Exercise objective =
Edit the material below so that "bicycle wheel" becomes "motorcycle wheel", and reproduce every other line unchanged.

————————

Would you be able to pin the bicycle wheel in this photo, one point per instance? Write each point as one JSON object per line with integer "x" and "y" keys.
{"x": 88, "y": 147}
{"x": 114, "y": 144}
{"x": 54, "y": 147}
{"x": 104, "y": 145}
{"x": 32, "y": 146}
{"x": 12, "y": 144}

————————

Reply =
Would you be able to pin the motorcycle wheel in this photo, one point per instance? Write each point as one JSON object per line with integer "x" and "y" keys.
{"x": 88, "y": 147}
{"x": 114, "y": 144}
{"x": 54, "y": 147}
{"x": 104, "y": 145}
{"x": 32, "y": 146}
{"x": 12, "y": 144}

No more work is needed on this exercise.